● WHAT TO DO:
Write out the data again in full, exactly as it reads.

[Start of TASK MATERIAL]

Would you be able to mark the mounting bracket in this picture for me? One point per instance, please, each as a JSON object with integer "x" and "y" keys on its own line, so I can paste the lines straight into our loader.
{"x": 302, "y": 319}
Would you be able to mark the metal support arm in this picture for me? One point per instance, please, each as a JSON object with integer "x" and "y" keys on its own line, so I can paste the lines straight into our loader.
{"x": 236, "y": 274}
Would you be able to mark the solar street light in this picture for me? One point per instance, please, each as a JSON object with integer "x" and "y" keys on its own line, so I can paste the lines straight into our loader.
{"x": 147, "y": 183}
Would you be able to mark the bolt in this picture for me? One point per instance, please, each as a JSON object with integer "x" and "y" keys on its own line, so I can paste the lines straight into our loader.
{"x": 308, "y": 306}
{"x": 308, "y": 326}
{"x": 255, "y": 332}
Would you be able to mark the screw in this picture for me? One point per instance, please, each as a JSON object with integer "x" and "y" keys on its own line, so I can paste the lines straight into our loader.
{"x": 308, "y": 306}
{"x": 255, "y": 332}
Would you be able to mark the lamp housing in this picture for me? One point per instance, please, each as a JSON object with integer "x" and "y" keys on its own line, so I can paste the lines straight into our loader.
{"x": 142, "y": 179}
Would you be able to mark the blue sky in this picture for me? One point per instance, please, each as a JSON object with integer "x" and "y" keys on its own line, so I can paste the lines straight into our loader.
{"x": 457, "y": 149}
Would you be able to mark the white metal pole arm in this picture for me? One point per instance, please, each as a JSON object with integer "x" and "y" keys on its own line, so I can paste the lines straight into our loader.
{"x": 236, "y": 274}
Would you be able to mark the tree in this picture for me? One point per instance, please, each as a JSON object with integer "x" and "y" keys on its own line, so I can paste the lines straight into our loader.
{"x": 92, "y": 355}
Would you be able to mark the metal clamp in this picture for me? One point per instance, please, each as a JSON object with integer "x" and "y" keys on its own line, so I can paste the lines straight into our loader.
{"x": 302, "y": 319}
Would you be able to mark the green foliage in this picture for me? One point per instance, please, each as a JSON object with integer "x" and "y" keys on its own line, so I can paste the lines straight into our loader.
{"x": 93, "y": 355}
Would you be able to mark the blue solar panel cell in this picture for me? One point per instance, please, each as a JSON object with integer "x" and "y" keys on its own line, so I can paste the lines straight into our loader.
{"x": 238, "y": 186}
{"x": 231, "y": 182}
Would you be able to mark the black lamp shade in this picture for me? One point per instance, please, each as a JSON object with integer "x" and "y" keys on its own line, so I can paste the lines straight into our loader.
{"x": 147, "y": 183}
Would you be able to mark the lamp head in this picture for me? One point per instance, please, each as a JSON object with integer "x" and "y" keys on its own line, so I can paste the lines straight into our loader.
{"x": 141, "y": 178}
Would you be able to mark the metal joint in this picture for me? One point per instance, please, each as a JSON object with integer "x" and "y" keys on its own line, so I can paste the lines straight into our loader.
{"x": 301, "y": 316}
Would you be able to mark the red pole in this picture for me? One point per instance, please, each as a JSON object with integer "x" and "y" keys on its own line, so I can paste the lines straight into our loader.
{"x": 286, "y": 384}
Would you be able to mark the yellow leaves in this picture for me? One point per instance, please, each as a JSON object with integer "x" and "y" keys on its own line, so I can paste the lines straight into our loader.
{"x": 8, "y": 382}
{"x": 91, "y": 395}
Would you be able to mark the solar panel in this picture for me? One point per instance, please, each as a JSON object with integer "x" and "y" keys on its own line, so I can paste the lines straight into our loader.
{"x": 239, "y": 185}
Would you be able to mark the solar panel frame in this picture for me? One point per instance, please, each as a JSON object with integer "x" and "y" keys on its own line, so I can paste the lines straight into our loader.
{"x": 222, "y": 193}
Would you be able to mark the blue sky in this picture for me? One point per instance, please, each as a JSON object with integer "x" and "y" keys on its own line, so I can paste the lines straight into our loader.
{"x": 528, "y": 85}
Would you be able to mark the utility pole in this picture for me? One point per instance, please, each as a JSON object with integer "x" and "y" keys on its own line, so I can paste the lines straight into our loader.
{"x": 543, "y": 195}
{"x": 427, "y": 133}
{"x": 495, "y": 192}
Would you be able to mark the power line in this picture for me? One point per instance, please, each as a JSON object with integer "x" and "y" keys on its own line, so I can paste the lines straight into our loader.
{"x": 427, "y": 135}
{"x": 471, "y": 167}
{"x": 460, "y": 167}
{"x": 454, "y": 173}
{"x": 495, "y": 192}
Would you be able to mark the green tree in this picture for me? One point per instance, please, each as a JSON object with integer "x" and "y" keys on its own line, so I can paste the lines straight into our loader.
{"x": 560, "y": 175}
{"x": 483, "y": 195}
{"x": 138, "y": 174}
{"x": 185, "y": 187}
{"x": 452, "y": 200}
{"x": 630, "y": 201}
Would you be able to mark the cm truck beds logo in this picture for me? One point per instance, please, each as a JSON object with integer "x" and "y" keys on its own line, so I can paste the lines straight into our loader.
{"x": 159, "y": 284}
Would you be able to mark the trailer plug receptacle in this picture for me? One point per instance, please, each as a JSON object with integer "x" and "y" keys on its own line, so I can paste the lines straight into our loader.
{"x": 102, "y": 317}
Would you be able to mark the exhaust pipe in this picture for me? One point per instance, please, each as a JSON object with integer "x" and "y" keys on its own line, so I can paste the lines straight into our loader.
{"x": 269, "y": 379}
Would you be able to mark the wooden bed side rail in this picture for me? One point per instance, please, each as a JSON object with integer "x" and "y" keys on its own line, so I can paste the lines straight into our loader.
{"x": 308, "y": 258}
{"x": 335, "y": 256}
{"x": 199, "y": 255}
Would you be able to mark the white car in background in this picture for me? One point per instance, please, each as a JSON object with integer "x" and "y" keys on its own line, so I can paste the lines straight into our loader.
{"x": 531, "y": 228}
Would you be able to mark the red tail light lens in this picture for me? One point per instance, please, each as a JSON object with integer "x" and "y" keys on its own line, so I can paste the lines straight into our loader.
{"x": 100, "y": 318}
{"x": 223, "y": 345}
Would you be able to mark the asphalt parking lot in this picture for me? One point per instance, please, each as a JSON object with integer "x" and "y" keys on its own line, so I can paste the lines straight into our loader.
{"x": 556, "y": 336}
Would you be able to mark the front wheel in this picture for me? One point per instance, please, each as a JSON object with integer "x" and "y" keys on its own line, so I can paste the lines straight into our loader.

[End of TASK MATERIAL]

● RESULT:
Would you be able to mark the mounting bracket in this picture for me? One point per instance, please, each as a JSON object with integer "x" and "y" keys on its own line, so I can paste the lines straight into our loader.
{"x": 302, "y": 319}
Would you be able to mark the metal support arm in this picture for me? One point per instance, please, each as a JSON object with integer "x" and "y" keys on its own line, so I can paste the lines straight into our loader.
{"x": 236, "y": 274}
Would you be able to mark the solar street light in this picture for me? One point per instance, please, each as a JSON object with integer "x" and "y" keys on its own line, so I can paste the lines straight into our loader.
{"x": 147, "y": 183}
Would you be able to mark the bolt in this picture for me? One point per instance, please, each as a JSON object with integer "x" and "y" keys on its own line, so I can paste the lines straight into our loader.
{"x": 308, "y": 306}
{"x": 308, "y": 326}
{"x": 255, "y": 332}
Would you be able to mark the screw in this picture for me? One point per instance, please, each as a JSON object with integer "x" and "y" keys on its own line, so I can paste the lines straight into our loader.
{"x": 308, "y": 306}
{"x": 255, "y": 332}
Would you be able to mark the lamp housing in this picture for me? One point per instance, please, each as a JSON object with integer "x" and "y" keys on its own line, so I can paste the lines straight into our loader.
{"x": 142, "y": 179}
Would you be able to mark the blue sky in this picture for me? One point per instance, please, each as a JSON object with integer "x" and "y" keys on its own line, so I can paste the lines straight into our loader.
{"x": 457, "y": 149}
Would you be able to mark the white metal pole arm in this picture for me? One point per instance, please, each as a JSON object with integer "x" and "y" keys on its own line, so I can paste the lines straight into our loader.
{"x": 236, "y": 274}
Would you be able to mark the tree in this picture for me? One point per instance, please, each as a JSON object with integer "x" and "y" keys on its own line, so I can paste the lines straight into our loader.
{"x": 92, "y": 355}
Would you be able to mark the metal clamp in this picture for me? One point per instance, please, each as a JSON object with integer "x" and "y" keys on its own line, so I can paste the lines straight into our loader.
{"x": 302, "y": 319}
Would you be able to mark the green foliage in this picture for me? One point per instance, please, each as a JSON object with integer "x" and "y" keys on its own line, so I can paste the lines straight into our loader.
{"x": 93, "y": 355}
Would you be able to mark the blue solar panel cell in this picture for me? One point per instance, please, each as a JSON object with integer "x" and "y" keys on its own line, so I can paste the lines straight into our loader.
{"x": 238, "y": 186}
{"x": 231, "y": 182}
Would you be able to mark the black lamp shade in this picture for me? One point per instance, please, each as a JSON object with integer "x" and "y" keys on its own line, so I can paste the lines straight into our loader.
{"x": 147, "y": 183}
Would you be able to mark the lamp head in this picture for me? One point per instance, please, each as a JSON object with integer "x" and "y" keys on its own line, so I can paste the lines straight into our loader.
{"x": 141, "y": 178}
Would you be able to mark the metal joint in this picture for me? One point per instance, please, each as a JSON object with integer "x" and "y" keys on its own line, so I can paste the lines straight into our loader.
{"x": 301, "y": 316}
Would you be able to mark the red pole in this picture for me? One point per instance, please, each as a JSON object with integer "x" and "y" keys on its own line, so I can paste the lines straight into our loader.
{"x": 286, "y": 384}
Would you be able to mark the yellow leaves in this picture for me? One point per instance, please, each as a JSON object with integer "x" and "y" keys on its own line, so I can paste the lines straight into our loader.
{"x": 8, "y": 382}
{"x": 91, "y": 395}
Would you be able to mark the solar panel in this picture for me? One point per instance, please, each as a JSON object with integer "x" and "y" keys on its own line, so I can paste the lines straight into our loader.
{"x": 239, "y": 185}
Would you be able to mark the solar panel frame in this picture for me? One point per instance, please, each as a JSON object with integer "x" and "y" keys on its own line, so I can paste the lines straight into our loader.
{"x": 222, "y": 193}
Would you be able to mark the blue sky in this picture for me? One point per instance, please, each as a JSON object with integer "x" and "y" keys on its own line, so I can paste the lines straight into our loader.
{"x": 528, "y": 85}
Would you be able to mark the utility pole in this picture for me? One point per instance, please, each as a JSON object with integer "x" and "y" keys on its own line, so I can paste the lines straight into our loader.
{"x": 543, "y": 195}
{"x": 427, "y": 133}
{"x": 495, "y": 192}
Would you be able to mark the power line in this picture for me? One point per instance, please, each as a JSON object with integer "x" and "y" keys on its own line, so I can paste the lines straight into our loader.
{"x": 427, "y": 135}
{"x": 471, "y": 167}
{"x": 460, "y": 167}
{"x": 454, "y": 173}
{"x": 495, "y": 192}
Would you be able to mark the green tree in this picture for me? One point per instance, please, each as a JSON object with integer "x" and "y" keys on its own line, so I can paste the lines straight into our loader.
{"x": 560, "y": 175}
{"x": 483, "y": 195}
{"x": 138, "y": 174}
{"x": 185, "y": 187}
{"x": 452, "y": 200}
{"x": 630, "y": 201}
Would you be able to mark the cm truck beds logo in this picture for me? One point per instance, please, each as a JSON object with integer "x" and "y" keys on its own line, so I can paste the lines straight into our loader.
{"x": 159, "y": 284}
Would you be able to mark the trailer plug receptacle in this picture for me? One point per instance, please, each as a JSON object with integer "x" and "y" keys on its own line, so I can paste the lines straight into our loader.
{"x": 102, "y": 317}
Would you be able to mark the exhaust pipe in this picture for me? One point per instance, please, each as a JSON object with integer "x" and "y" keys on its own line, so I can paste the lines straight into our loader.
{"x": 269, "y": 379}
Would you be able to mark the wooden bed side rail in this picture for me? One point per instance, please, each as a JSON object with integer "x" and "y" keys on its own line, so I can paste the lines straight into our loader.
{"x": 308, "y": 258}
{"x": 335, "y": 256}
{"x": 199, "y": 255}
Would you be able to mark the white car in background in this picture for me? One point per instance, please, each as a JSON object with integer "x" and "y" keys on its own line, so I can paste the lines straight into our loader.
{"x": 531, "y": 228}
Would you be able to mark the red tail light lens in this picture for me? One point per instance, please, each as a JSON object with integer "x" and "y" keys on its own line, so I can paste the lines straight into our loader.
{"x": 100, "y": 318}
{"x": 223, "y": 345}
Would you be able to mark the asphalt parking lot in this picture for me? One point per instance, please, each as a JSON object with integer "x" and "y" keys on its own line, so I can paste the lines straight into our loader.
{"x": 556, "y": 336}
Would you be able to mark the front wheel in this picture for me? One point per instance, please, each as a JSON object with integer "x" and "y" keys on its own line, so I can paste the lines straight into our loader.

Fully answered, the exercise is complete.